Some records:
::::::::

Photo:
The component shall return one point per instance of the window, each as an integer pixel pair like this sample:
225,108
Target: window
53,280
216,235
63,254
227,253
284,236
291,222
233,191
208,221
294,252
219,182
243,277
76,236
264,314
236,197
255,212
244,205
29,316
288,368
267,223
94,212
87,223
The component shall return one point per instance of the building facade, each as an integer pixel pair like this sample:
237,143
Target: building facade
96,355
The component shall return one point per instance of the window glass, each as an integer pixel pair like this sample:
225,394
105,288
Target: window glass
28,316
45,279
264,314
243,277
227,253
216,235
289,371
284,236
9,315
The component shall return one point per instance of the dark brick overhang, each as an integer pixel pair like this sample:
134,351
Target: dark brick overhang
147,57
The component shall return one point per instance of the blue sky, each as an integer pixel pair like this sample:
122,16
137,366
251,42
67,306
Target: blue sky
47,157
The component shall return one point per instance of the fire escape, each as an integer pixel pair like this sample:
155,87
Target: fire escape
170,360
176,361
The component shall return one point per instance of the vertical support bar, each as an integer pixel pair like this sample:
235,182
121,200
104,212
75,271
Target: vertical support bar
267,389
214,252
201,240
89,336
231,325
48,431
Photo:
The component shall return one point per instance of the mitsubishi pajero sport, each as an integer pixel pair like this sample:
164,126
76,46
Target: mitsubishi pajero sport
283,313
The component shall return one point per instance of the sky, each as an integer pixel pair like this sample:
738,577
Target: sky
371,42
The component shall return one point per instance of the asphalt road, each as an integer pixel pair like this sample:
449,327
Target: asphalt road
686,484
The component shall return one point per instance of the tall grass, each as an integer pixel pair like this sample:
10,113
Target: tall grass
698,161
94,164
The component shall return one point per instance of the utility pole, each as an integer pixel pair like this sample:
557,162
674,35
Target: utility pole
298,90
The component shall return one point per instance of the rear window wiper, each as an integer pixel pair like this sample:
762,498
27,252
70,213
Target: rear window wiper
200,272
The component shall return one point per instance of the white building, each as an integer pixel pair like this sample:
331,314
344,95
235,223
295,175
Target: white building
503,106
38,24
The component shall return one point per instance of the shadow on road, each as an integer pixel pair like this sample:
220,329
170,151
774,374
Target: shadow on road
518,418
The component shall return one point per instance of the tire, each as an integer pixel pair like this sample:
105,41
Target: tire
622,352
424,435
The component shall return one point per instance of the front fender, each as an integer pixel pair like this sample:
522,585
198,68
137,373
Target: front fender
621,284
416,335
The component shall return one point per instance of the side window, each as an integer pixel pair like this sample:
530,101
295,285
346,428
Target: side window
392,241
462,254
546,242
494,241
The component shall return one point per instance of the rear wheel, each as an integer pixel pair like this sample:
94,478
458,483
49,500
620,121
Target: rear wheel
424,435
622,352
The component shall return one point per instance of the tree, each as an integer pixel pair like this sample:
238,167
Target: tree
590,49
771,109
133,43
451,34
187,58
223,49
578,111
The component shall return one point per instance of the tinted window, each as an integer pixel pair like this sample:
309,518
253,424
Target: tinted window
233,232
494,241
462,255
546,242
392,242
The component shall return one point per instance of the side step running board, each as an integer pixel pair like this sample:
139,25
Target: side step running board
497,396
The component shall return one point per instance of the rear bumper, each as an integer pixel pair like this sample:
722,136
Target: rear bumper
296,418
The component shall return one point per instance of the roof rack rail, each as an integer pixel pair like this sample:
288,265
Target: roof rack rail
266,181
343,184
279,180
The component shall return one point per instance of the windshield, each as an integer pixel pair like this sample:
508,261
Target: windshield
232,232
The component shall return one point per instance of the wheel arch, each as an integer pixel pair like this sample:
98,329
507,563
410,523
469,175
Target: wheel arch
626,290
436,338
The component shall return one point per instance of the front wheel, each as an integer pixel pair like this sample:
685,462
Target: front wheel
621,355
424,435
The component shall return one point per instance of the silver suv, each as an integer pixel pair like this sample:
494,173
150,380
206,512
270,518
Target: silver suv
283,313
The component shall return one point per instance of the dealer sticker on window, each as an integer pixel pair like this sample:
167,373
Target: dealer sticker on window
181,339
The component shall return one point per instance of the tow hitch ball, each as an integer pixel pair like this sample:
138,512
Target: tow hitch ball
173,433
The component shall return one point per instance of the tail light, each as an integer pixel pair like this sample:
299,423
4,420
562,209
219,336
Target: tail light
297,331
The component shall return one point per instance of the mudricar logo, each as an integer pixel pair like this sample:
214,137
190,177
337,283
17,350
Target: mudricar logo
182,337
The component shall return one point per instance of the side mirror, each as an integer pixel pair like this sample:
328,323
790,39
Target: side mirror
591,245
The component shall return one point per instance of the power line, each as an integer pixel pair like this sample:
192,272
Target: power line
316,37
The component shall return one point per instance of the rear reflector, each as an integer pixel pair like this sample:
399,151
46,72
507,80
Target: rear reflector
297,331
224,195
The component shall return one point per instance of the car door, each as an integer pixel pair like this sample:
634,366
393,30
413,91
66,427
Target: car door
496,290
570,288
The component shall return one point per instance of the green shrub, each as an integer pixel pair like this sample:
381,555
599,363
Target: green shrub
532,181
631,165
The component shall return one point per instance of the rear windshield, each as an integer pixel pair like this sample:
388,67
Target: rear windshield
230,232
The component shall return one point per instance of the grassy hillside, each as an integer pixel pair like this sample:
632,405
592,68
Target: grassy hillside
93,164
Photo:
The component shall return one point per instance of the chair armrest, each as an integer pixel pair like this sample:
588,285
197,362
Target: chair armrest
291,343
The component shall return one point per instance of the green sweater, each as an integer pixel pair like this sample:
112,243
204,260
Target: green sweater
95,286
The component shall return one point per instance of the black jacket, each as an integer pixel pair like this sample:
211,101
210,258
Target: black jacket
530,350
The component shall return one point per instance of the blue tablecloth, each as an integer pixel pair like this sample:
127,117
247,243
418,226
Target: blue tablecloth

::::::::

**Work to do:** Every entry should be printed again exactly as written.

**Problem solution:**
Photo:
The component shall return one point per instance of the window, each as an integer pixel pair like this sample:
225,108
Target: window
53,280
216,235
63,254
227,253
284,236
291,222
233,191
208,221
294,252
219,182
243,277
76,236
264,314
236,197
255,212
244,205
29,316
288,368
267,223
94,212
87,223
The component shall return one point per instance of the building facade, each as an integer pixel pair like this sample:
237,143
Target: building facade
96,355
The component shall return one point per instance of the window glass, each as an integer pixel pair like this sample:
225,394
105,288
Target: window glass
28,316
45,279
264,314
243,277
227,253
216,235
289,371
284,236
9,315
The component shall return one point per instance of the dark brick overhang, each as an integer pixel pair like this sample:
134,351
Target: dark brick overhang
147,57
The component shall return one point per instance of the blue sky, each as an integer pixel pair like this sample:
122,16
137,366
251,42
67,306
Target: blue sky
47,157
The component shall return one point per instance of the fire escape, each as an integer pixel pair like this sample:
155,87
Target: fire escape
170,360
176,361
The component shall return one point per instance of the vertical support bar, each as an integer pixel pair like this sample:
235,182
121,200
104,212
75,271
Target: vertical support bar
267,389
214,252
201,240
89,336
231,325
48,431
Photo:
The component shall return one point per instance of the mitsubishi pajero sport, each as an integer pixel pair like this sample:
164,126
76,46
Target: mitsubishi pajero sport
283,313
The component shall return one point per instance of the sky, each as an integer pixel pair like this sample:
738,577
Target: sky
371,42
The component shall return one point per instance of the asphalt road, each as an integer pixel pair like this sample:
449,327
Target: asphalt road
686,484
The component shall return one point per instance of the tall grass, each as an integer pixel pair like this sample:
10,113
Target: tall grass
698,161
94,164
The component shall return one point per instance of the utility pole, each as an integer pixel pair like this sample:
557,162
674,35
Target: utility pole
298,90
The component shall return one point per instance of the rear window wiper, each as an integer pixel pair like this sample:
762,498
27,252
70,213
Target: rear window wiper
200,272
The component shall return one point per instance of the white building, each as an integer pixel pair like this sample:
331,314
344,95
235,223
295,175
Target: white building
503,106
38,24
The component shall return one point per instance of the shadow on road, each as an integer pixel pair like this sample:
220,329
170,151
774,374
Target: shadow on road
518,418
The component shall return one point per instance of the tire, each as an integer pixel pair like this sample:
105,41
Target: tire
622,352
424,435
The component shall return one point per instance of the front fender, each as an integer pixel pair like this sample:
522,585
198,68
137,373
Target: front fender
621,284
416,335
The component shall return one point per instance of the side window, each as an integer pixel pair like this sample:
530,101
295,285
346,428
Target: side window
392,241
462,254
546,242
494,241
The component shall return one point per instance of the rear wheel, each as an integer pixel pair like this sample:
94,478
458,483
49,500
620,121
Target: rear wheel
424,435
622,352
The component shall return one point per instance of the tree, each as an integer pixel pair like this sample:
238,167
Target: tree
590,49
771,109
133,43
451,34
187,58
223,49
578,111
The component shall return one point per instance of the tinted window, each as an integer pixel pair like this sample:
309,518
253,424
Target: tinted window
233,232
494,241
462,255
546,242
392,242
The component shall return one point per instance of the side step running board, each as an integer pixel pair like this sample:
139,25
Target: side step running board
497,396
The component shall return one point per instance of the rear bumper, each as an integer pixel pair like this sample:
722,136
Target: rear bumper
296,418
The component shall return one point per instance of the roof rack rail, each as an integer pixel pair like this sample:
288,265
Target: roof rack rail
266,181
343,184
279,180
The component shall return one point per instance of the windshield, each as an integer pixel pair like this sample:
508,261
Target: windshield
232,232
The component shall return one point per instance of the wheel arch, each as an integer pixel pair like this sample:
98,329
507,563
410,523
469,175
Target: wheel arch
626,290
436,338
The component shall return one point per instance of the front wheel, each as an integer pixel pair like this sample:
685,462
Target: front wheel
621,355
424,435
The component shall return one point per instance of the silver suv, each as an integer pixel pair like this sample:
494,173
150,380
206,512
270,518
Target: silver suv
283,313
The component shall return one point per instance of the dealer sticker on window, each as an integer pixel pair like this sample:
167,373
Target: dealer sticker on window
181,339
The component shall return one point per instance of the tow hitch ball, each as an integer pixel pair like this sample:
138,512
Target: tow hitch ball
173,433
The component shall return one point per instance of the tail light, each as an integer pixel pair like this sample:
299,423
4,420
562,209
219,336
Target: tail light
297,331
The component shall return one point per instance of the mudricar logo, each as an integer pixel pair like this sample:
214,137
190,177
337,283
17,350
Target: mudricar logo
182,337
The component shall return one point per instance of the side mirror, each as an integer pixel pair like this sample:
328,323
790,39
Target: side mirror
591,245
The component shall return one point per instance of the power line, each as an integer pixel pair like this sample:
192,272
Target: power line
316,37
The component shall return one point per instance of the rear reflector, each as an integer pixel pair like this sample:
399,151
46,72
507,80
Target: rear reflector
297,331
224,195
The component shall return one point per instance of the car door, each as an integer pixel pair like this sample:
634,366
393,30
413,91
66,427
Target: car door
496,290
570,288
The component shall return one point per instance of the green shrub, each as an integer pixel pair like this sample:
381,555
599,363
Target: green shrub
532,181
631,165
The component shall return one point per instance of the rear windshield, each as an integer pixel pair like this sample:
388,67
Target: rear windshield
230,232
The component shall return one point per instance of the grassy hillside, each as an integer pixel pair like this sample:
632,405
592,68
Target: grassy hillside
93,164
Photo:
The component shall return one point per instance of the chair armrest, each as an integer pixel pair like this sample:
588,285
197,362
Target: chair armrest
291,343
The component shall return one point per instance of the green sweater, each as an integer pixel pair like this sample:
112,243
204,260
Target: green sweater
95,286
The component shall return one point per instance of the black jacket, each as an integer pixel pair like this sample:
211,101
210,258
Target: black jacket
530,350
The component shall return one point per instance of the blue tablecloth, each as an integer pixel pair like this sample:
127,117
247,243
418,226
Target: blue tablecloth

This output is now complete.